▶ _Selected extract_:
This psalm uses the language of that benediction (Psalm 67:1). When the Lord is angry, the Lord hides his face, paying no attention to the people and their prayers (see also Psalms 13:1; 27:9; 30:7). When the Lord shows favor, the Lord turns toward the worshippers with a beaming, smiling face (Psalm 67:1; see also Psalms 4:6; 31:16; 80:3, 7, 19).
The notion of God’s blessing is an especially important one in the Bible, and is often glossed over. Psalm 67:6-7 indicates that blessing means God causing the earth to be productive. This blessing activity of God involves the giving of sunshine and rain, good and seasonable weather, so that the crops grow and the harvest is good. When the earth yields such a harvest, it is an occasion for praise to God, “from whom all blessings flow” as the hymn puts it (vv. 3,5).
This psalm also refers to the saving power of God (v.2). One occasionally sees a bumper sticker on a vehicle declaring “Jesus saves.” I can say “amen” to this slogan but I think it should be balanced by another bumper sticker on the other side of the car saying, “God blesses.” These are the two primary shapes of God’s activity: 1) the dramatic acts of saving or rescuing (the Exodus in the Old Testament, the cross/resurrection in the New) and 2) the quiet, almost unnoticed action of blessing, giving sunshine and rain, good health, the joy of life in a loving family and with friends (throughout the Bible and Luther’s Small Catechism).
Blessing and mission (Psalm 67:4-7)
There is another emphasis in this psalm. In addition to praising God for saving and blessing Israel, there is a robust concern for people of other nations. It is the task of God’s people to bring the Good News about their God to other inhabitants of the planet (v. 2). God’s people are blessed — to be a blessing to other nations (Genesis 12:1-3).
The refrain in vv. 3 and 5 makes the same point. There’s a wideness in God’s mercy that goes beyond God’s people Israel and the Christian church. This psalm says, “Let the peoples praise you, O God,” and then as if to second the motion, the next line repeats the idea and expands it: “let all the peoples praise you.”

▶ _Instructions_:
1 > According to the Psalm 67 commentary, what does blessing mean in Psalm 67:6-7?
2 > Pick up the Psalm 67 commentary after its last sentence and continue it.
The items are separate material, unconnected to the Psalm 67 commentary.

▶ _Data section_:

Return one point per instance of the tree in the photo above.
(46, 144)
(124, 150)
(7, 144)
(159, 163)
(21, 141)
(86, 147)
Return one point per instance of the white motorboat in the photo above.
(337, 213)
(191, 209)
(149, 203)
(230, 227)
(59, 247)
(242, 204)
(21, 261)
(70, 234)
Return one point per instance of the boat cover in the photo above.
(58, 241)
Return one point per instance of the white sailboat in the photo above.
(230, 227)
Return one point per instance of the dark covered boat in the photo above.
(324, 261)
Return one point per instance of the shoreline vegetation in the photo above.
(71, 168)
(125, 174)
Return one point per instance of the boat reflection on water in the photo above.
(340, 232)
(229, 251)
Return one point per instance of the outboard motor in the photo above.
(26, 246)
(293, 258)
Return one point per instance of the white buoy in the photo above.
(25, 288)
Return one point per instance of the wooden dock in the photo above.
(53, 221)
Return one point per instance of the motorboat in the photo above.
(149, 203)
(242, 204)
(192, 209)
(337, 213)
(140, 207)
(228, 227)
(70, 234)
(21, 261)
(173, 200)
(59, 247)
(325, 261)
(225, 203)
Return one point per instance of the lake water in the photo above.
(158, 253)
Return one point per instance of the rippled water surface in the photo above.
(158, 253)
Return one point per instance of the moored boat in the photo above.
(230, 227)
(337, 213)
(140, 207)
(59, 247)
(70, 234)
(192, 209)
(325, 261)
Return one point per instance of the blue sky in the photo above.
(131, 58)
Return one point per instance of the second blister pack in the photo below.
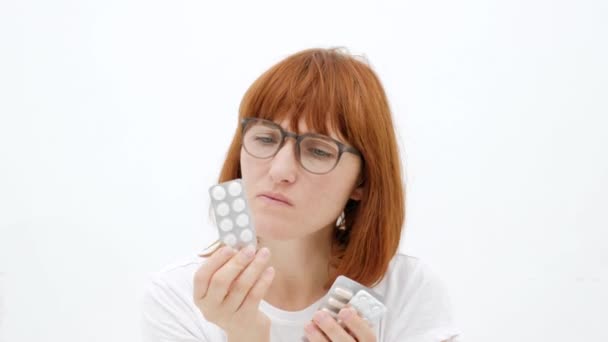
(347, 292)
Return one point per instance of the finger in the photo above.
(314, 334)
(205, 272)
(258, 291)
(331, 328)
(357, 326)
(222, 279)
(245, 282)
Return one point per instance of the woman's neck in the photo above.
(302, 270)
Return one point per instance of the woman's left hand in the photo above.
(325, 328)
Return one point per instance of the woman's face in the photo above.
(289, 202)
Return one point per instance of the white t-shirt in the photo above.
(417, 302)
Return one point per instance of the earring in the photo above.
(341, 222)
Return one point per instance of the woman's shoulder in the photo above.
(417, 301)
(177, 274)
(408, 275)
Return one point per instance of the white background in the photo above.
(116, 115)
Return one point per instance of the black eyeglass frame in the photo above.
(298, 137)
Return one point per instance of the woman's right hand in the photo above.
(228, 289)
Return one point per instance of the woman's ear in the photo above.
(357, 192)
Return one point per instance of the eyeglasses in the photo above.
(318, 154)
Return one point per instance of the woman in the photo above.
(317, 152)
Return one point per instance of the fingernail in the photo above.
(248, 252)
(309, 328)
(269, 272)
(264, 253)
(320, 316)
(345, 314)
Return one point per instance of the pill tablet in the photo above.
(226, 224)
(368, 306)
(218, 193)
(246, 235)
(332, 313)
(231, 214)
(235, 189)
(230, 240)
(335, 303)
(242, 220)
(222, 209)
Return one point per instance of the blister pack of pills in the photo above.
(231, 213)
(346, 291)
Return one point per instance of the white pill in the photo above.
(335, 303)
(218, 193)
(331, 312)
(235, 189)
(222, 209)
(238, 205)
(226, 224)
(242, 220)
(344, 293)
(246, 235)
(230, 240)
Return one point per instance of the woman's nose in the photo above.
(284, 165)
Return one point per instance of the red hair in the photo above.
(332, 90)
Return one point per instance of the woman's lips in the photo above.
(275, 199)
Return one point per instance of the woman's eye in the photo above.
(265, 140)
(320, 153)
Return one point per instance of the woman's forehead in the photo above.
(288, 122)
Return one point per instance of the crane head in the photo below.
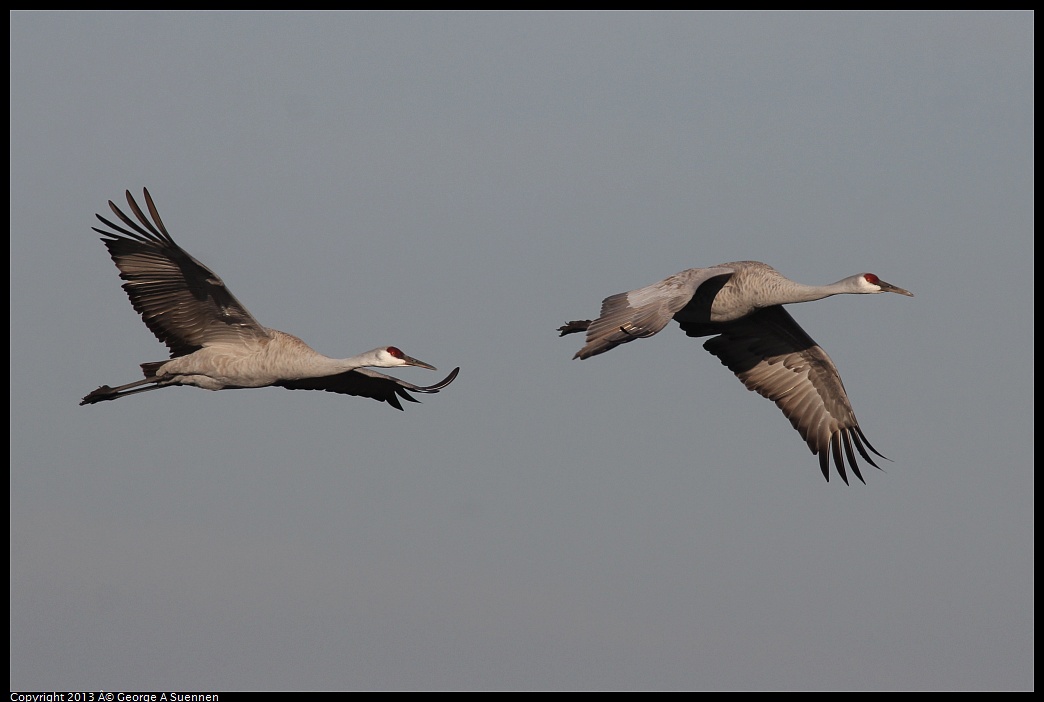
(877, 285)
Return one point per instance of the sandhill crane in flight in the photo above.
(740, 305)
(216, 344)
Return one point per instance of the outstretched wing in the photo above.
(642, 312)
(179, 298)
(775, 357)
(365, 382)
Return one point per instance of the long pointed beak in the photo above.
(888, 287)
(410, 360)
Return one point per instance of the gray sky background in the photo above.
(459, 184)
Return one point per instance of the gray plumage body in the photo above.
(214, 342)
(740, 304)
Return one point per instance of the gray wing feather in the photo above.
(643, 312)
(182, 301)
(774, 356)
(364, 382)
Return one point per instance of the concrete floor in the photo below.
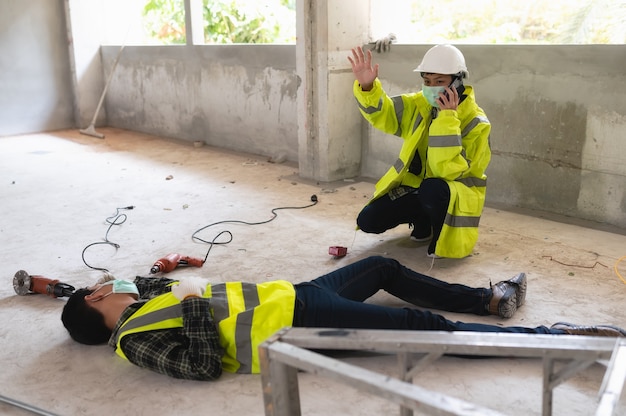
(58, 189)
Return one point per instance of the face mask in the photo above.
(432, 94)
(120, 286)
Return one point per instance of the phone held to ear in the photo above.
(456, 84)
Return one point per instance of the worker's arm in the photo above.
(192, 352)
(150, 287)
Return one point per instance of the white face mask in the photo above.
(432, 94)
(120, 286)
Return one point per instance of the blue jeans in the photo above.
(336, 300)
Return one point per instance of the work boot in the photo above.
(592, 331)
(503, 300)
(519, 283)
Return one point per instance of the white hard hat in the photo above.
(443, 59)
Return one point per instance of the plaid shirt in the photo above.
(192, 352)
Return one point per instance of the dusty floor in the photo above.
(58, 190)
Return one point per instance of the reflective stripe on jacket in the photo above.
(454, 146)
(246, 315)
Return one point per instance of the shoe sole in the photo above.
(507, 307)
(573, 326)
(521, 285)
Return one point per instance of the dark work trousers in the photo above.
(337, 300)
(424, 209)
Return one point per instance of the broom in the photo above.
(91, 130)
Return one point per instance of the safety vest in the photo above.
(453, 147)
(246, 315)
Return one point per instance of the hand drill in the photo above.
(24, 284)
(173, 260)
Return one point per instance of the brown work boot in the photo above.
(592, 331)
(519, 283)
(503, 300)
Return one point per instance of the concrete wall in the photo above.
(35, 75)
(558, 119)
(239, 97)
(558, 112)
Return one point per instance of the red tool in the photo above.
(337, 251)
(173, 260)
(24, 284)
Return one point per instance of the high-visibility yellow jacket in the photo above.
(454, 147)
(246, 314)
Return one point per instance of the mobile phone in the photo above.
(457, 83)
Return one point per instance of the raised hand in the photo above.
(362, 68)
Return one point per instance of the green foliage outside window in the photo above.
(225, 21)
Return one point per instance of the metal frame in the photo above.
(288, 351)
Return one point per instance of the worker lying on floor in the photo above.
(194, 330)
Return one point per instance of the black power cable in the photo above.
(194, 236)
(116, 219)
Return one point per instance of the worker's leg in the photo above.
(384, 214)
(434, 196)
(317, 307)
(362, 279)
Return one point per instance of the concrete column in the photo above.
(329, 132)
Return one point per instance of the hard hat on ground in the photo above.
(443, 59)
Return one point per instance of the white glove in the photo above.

▶ _Answers by task_:
1 > God causing the earth to be productive.

2 >
In its closing wish that “all the ends of the earth revere him,” Psalm 67 links up with the words of Jesus in Matthew 28:18-20 and Acts 1:8.
Our common home, viewed from the International Space Station
While doing some TV surfing a couple of weeks ago I discovered the NASA channel, making transmissions from the International Space Station. Two of the crew members were demonstrating gymnastics in the weightless environment. They opened a window and there, some 240 miles away, was the earth, our common home.
I could see why it has been called “the blue planet.” Some 80 percent of our planet-home is covered with water. But then I thought about the water pollution in Flint, Michigan and the invasive species in the waters of my home state of Minnesota.
In sum, our planet’s rivers and lakes, meadows and pastures, are no longer as lush as the picture in Psalm 65:9-13. As the Pope’s Encyclical puts it, “The earth, our home, is beginning to look more and more like an immense pile of filth … ” (p. 23). Our forests and grasslands are disappearing and the songs of millions of species in the rain forests and the oceans are being stilled.
As Psalm 67 concludes: may God continue to bless us (vv. 6,7). And as the Encyclical urges, may we learn to care for our common home.